## Supplied material
:::

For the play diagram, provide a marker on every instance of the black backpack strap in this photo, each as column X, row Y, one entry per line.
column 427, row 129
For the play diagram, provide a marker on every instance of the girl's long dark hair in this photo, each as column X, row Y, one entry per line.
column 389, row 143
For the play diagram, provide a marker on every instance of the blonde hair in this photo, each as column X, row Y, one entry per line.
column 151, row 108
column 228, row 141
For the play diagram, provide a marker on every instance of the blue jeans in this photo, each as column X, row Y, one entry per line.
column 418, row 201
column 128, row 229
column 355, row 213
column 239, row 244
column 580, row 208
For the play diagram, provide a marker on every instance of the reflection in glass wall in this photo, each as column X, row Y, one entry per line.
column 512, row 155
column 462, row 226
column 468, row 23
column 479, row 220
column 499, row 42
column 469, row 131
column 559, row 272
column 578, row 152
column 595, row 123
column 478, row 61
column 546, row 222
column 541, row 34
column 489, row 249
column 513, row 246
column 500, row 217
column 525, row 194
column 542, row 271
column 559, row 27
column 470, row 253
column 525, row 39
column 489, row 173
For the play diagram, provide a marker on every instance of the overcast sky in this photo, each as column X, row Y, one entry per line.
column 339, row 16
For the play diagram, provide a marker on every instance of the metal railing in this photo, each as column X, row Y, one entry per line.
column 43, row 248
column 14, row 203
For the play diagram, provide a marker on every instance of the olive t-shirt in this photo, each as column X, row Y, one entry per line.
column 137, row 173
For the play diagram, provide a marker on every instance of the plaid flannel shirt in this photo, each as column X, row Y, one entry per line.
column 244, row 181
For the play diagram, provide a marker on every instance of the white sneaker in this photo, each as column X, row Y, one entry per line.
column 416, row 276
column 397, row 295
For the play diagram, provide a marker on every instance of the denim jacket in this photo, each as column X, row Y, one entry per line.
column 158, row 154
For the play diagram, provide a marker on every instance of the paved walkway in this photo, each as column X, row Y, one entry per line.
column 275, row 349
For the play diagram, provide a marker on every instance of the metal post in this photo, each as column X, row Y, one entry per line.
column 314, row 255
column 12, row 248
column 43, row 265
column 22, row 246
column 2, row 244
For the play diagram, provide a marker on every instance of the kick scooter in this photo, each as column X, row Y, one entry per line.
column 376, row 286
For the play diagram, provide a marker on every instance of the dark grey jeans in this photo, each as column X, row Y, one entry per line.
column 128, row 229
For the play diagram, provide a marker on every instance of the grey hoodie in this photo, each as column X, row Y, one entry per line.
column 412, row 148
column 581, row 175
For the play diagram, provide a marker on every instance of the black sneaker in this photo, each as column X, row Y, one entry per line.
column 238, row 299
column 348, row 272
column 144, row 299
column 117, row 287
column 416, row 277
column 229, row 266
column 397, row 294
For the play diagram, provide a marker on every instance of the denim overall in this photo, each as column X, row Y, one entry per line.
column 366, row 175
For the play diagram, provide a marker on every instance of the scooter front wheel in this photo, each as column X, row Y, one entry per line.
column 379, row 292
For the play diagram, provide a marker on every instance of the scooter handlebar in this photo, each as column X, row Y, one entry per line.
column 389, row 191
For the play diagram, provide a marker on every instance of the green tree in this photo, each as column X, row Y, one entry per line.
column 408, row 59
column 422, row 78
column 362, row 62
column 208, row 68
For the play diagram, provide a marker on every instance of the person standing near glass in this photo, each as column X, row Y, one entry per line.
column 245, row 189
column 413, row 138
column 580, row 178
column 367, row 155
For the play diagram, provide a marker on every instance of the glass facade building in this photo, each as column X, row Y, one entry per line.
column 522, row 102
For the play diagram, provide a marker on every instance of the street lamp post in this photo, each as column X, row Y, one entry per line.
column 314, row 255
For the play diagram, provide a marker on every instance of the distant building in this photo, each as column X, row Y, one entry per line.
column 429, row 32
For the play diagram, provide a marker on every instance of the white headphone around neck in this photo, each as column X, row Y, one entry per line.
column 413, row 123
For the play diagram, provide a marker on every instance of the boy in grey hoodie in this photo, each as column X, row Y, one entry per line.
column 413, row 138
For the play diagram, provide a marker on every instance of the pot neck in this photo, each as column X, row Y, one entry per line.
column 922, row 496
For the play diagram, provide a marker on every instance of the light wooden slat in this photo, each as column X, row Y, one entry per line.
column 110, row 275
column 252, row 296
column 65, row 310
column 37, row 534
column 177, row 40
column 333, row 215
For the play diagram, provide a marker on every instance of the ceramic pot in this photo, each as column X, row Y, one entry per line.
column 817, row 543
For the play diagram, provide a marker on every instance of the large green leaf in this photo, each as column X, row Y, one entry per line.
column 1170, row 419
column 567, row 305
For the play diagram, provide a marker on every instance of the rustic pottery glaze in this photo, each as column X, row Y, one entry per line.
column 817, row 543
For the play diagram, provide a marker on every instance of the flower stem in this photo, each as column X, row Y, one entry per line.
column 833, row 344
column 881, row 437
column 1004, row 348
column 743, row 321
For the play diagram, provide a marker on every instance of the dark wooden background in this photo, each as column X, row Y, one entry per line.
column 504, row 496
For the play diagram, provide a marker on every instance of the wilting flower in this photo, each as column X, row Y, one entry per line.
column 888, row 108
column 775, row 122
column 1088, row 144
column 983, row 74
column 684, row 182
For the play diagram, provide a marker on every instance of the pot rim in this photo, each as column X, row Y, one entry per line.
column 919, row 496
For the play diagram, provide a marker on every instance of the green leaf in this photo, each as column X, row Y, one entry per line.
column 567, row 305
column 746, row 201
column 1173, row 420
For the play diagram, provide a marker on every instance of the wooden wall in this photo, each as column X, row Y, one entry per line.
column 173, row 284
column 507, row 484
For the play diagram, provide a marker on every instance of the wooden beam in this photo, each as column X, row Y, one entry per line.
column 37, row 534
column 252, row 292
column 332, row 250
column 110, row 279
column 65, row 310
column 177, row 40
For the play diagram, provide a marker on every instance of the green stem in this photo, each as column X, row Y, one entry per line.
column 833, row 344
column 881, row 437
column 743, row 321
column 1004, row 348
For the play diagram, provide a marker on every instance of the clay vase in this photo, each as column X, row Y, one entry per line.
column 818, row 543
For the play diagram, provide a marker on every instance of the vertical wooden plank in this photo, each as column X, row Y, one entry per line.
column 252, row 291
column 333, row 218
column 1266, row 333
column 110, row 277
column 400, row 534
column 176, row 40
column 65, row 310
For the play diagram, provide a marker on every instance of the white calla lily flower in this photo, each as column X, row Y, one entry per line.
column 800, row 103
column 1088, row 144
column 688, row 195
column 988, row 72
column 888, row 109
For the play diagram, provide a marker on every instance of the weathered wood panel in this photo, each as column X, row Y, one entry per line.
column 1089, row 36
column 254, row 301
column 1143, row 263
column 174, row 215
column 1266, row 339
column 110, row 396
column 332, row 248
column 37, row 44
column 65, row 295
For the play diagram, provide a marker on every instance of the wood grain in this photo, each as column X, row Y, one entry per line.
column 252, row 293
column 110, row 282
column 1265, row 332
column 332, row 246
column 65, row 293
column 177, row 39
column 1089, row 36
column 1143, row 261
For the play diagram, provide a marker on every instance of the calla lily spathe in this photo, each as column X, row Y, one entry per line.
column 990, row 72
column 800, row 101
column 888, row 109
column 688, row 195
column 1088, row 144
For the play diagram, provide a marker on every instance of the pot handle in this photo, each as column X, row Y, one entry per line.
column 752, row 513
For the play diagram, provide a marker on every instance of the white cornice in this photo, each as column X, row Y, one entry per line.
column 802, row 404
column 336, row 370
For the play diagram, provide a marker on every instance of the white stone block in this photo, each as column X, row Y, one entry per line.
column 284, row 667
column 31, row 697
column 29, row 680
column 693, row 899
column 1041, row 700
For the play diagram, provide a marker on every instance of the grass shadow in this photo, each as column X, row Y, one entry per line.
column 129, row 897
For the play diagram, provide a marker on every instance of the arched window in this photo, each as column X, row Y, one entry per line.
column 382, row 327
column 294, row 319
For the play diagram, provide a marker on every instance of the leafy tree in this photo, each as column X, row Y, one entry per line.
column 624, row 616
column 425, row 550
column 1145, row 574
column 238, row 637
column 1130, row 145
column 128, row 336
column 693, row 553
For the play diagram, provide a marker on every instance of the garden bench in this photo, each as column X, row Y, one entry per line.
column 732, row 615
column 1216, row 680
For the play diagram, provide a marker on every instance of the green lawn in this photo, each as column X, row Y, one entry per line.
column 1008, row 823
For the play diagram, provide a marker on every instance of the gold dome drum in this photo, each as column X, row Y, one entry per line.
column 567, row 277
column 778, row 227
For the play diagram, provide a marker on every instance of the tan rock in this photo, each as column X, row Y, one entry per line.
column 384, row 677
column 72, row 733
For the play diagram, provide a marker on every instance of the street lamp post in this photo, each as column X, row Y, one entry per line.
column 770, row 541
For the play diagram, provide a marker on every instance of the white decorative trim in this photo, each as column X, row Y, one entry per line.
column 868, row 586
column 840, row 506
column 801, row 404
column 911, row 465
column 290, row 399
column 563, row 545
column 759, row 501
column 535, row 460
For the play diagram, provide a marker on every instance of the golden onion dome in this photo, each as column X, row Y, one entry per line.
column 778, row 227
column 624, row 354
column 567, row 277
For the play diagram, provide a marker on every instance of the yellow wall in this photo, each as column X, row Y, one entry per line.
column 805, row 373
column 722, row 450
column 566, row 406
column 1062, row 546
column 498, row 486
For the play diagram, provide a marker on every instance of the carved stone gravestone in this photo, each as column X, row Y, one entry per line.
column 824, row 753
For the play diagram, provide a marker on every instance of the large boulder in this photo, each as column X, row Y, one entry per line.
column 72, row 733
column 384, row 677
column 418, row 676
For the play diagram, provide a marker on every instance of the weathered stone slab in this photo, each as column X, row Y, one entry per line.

:::

## Requirement
Print the stretch of lines above, from the line that contains "of the plaid" through the line that contains "column 397, row 295", with nothing changed.

## Correct output
For the play diagram, provide a marker on every instance of the plaid flannel shirt in this photo, each as column X, row Y, one entry per line.
column 244, row 181
For the play diagram, provide a marker on every instance of the white sneaker in this photo, each as column X, row Y, one entry per line.
column 416, row 276
column 397, row 295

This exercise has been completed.